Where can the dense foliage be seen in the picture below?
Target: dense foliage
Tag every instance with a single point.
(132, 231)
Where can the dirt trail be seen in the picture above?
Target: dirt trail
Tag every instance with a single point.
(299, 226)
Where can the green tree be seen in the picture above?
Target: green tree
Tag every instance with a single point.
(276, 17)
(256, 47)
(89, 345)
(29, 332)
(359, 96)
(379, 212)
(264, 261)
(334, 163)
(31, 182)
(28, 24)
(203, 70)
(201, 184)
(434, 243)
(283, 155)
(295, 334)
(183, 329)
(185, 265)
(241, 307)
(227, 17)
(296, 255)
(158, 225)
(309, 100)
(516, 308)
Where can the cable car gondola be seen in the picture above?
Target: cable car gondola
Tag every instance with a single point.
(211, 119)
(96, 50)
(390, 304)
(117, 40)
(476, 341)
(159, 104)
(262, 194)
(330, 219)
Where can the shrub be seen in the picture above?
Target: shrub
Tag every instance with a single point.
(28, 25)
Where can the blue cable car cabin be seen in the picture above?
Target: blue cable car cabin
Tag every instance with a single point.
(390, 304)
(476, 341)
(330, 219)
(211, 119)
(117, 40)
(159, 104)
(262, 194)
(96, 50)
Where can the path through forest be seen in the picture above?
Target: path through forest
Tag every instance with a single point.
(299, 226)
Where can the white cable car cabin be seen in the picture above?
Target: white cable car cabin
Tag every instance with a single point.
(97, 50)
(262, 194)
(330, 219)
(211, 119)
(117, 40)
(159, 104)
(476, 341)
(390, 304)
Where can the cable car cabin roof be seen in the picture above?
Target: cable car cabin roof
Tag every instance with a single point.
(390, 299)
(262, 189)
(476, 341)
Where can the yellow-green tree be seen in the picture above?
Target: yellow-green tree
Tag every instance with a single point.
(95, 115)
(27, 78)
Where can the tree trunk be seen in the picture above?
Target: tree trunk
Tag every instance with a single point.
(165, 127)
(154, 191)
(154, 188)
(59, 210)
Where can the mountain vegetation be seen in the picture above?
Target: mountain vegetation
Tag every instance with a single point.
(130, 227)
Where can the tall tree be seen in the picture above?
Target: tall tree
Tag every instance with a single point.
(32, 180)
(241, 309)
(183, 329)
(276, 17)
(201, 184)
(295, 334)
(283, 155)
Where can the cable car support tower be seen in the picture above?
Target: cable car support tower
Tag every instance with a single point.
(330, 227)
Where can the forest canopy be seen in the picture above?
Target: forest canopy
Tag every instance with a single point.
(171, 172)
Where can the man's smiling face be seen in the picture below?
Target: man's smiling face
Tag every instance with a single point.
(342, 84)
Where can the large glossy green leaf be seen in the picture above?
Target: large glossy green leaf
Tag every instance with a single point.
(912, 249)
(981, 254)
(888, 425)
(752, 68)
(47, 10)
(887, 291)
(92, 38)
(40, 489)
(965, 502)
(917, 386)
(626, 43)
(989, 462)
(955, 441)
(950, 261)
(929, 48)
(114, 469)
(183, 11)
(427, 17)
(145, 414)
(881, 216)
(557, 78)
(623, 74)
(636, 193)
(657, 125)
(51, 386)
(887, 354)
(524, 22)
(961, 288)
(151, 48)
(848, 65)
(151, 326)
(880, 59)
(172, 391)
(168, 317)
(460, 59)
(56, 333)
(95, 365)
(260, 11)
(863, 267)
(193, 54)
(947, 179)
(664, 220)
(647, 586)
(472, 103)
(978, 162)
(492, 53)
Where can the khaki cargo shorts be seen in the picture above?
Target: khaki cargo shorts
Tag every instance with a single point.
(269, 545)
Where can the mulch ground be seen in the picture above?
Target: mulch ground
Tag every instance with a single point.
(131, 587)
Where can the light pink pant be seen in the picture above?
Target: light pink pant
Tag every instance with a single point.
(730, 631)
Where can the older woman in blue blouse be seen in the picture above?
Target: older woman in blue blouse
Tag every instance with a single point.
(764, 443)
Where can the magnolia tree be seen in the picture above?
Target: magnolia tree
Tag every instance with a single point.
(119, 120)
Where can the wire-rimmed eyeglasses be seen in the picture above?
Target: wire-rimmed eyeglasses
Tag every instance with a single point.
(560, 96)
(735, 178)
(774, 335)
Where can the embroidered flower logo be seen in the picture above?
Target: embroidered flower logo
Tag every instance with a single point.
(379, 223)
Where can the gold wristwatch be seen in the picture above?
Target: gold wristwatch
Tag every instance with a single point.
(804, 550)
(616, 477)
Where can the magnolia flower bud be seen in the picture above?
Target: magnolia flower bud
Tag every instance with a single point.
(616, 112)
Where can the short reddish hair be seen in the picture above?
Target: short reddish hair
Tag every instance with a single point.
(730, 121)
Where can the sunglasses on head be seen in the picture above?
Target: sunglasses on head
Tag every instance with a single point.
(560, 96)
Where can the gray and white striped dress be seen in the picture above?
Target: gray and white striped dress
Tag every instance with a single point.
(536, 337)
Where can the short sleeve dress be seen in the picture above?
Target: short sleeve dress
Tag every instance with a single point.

- _WORK INSTRUCTIONS_: The records given above are to be repeated in full, exactly.

- _RESULT OF THE TASK_:
Where can the dense foliage be seen in the picture below?
Target: dense foliage
Tag every instance with a single point.
(132, 231)
Where can the dirt trail be seen in the picture above?
Target: dirt trail
Tag every instance with a single point.
(299, 226)
Where can the green tree be seen in the picture above?
Target: green tree
Tag every instance with a single point.
(276, 17)
(256, 47)
(89, 345)
(29, 332)
(359, 96)
(379, 212)
(264, 261)
(334, 163)
(31, 182)
(28, 24)
(203, 70)
(201, 184)
(434, 243)
(283, 155)
(295, 334)
(183, 329)
(185, 265)
(241, 307)
(227, 17)
(296, 255)
(158, 225)
(309, 100)
(516, 308)
Where can the cable car gondola be seen in the picture above?
Target: cable car gondola
Tag every instance with a single point.
(211, 119)
(96, 50)
(390, 304)
(117, 40)
(476, 341)
(159, 104)
(262, 194)
(330, 219)
Where can the shrub be seen in the picture above?
Target: shrub
Tag every instance with a single point.
(28, 25)
Where can the blue cable car cabin be seen in the picture above?
Target: blue cable car cabin
Tag every instance with a single point.
(390, 304)
(476, 341)
(330, 219)
(211, 119)
(117, 40)
(159, 104)
(262, 194)
(96, 50)
Where can the path through forest be seen in the picture above?
Target: path through forest
Tag every instance with a single point.
(299, 226)
Where can the white cable car cabin be seen in the picture above?
Target: white cable car cabin
Tag every instance with a single point.
(97, 50)
(262, 194)
(330, 219)
(211, 119)
(117, 40)
(159, 104)
(476, 341)
(390, 304)
Where can the cable car cabin roof be seen in the picture above?
Target: cable car cabin roof
Tag every instance with a single point.
(390, 299)
(262, 189)
(476, 341)
Where can the yellow-green tree be seen in the picture above?
Target: yellow-green tree
Tag every instance with a single point.
(95, 115)
(27, 78)
Where can the tree trunk be seen in the picture above?
Target: tree trunk
Tag every instance with a single point.
(165, 127)
(154, 191)
(154, 188)
(59, 210)
Where can the mountain vegetation be seen in the picture above?
Target: mountain vegetation
Tag every instance with a single point.
(130, 227)
Where can the tall tree be seen in the picture above?
Target: tall tree
Tag every instance with a single point.
(32, 180)
(241, 309)
(183, 329)
(276, 17)
(201, 184)
(295, 334)
(283, 155)
Where can the cable car support tower be seen in the picture above?
Target: cable car support tower
Tag every instance with a single point.
(330, 227)
Where can the forest canopy be seen in the picture above?
Target: forest canopy
Tag every instance with a single point.
(171, 172)
Where can the man's smiling face be seen in the picture below?
Target: man's smiling face
Tag every instance with a single point.
(342, 84)
Where can the large glossy green leaf be seen in the picture above?
Target: large glossy green leaf
Tag every instance with a single point.
(912, 249)
(981, 254)
(888, 425)
(752, 68)
(47, 10)
(887, 291)
(92, 38)
(40, 489)
(965, 502)
(917, 386)
(626, 43)
(989, 462)
(955, 441)
(950, 261)
(929, 48)
(114, 469)
(183, 11)
(427, 17)
(145, 414)
(881, 216)
(557, 78)
(623, 74)
(636, 193)
(657, 125)
(51, 386)
(887, 354)
(524, 22)
(961, 288)
(151, 48)
(848, 65)
(151, 326)
(880, 59)
(172, 391)
(168, 317)
(460, 59)
(56, 333)
(95, 365)
(260, 11)
(863, 267)
(193, 54)
(947, 179)
(664, 220)
(647, 586)
(472, 103)
(978, 162)
(492, 53)
Where can the khaki cargo shorts be seen in the picture above?
Target: khaki cargo shorts
Tag every instance with a single point.
(269, 545)
Where can the mulch ground be seen in the picture above?
Target: mulch ground
Tag every instance with a single point.
(131, 587)
Where can the light pink pant be seen in the picture above?
Target: light pink pant
Tag every instance with a single point.
(730, 631)
Where can the older woman in blue blouse be seen in the picture above?
Target: older woman in blue blouse
Tag every instance with a single point.
(764, 443)
Where can the magnolia tree be seen in the picture above?
Target: magnolia tree
Tag every instance with a single point.
(119, 120)
Where can the wire-rimmed eyeglasses be seen in the picture above?
Target: wire-rimmed eyeglasses
Tag every instance with a single point.
(560, 96)
(735, 178)
(774, 335)
Where can the embroidered flower logo be seen in the picture above?
Target: embroidered flower logo
Tag every instance with a single point.
(379, 223)
Where can the gold wristwatch be seen in the picture above?
Target: gold wristwatch
Tag every instance with a single point.
(804, 550)
(616, 477)
Where can the magnolia flower bud be seen in the picture above?
Target: magnolia flower bud
Tag every instance with a single point.
(616, 112)
Where can the short reddish hair be seen in the picture above?
Target: short reddish hair
Tag every instance with a single point.
(730, 121)
Where can the sunglasses on head be seen in the picture above?
Target: sunglasses on head
Tag every instance with a single point.
(560, 96)
Where can the gray and white striped dress be seen in the picture above?
Target: gray and white striped dress
Tag every instance with a single point.
(536, 337)
Where can the short sleeve dress be seen in the picture above?
Target: short sleeve dress
Tag every instance with a single point.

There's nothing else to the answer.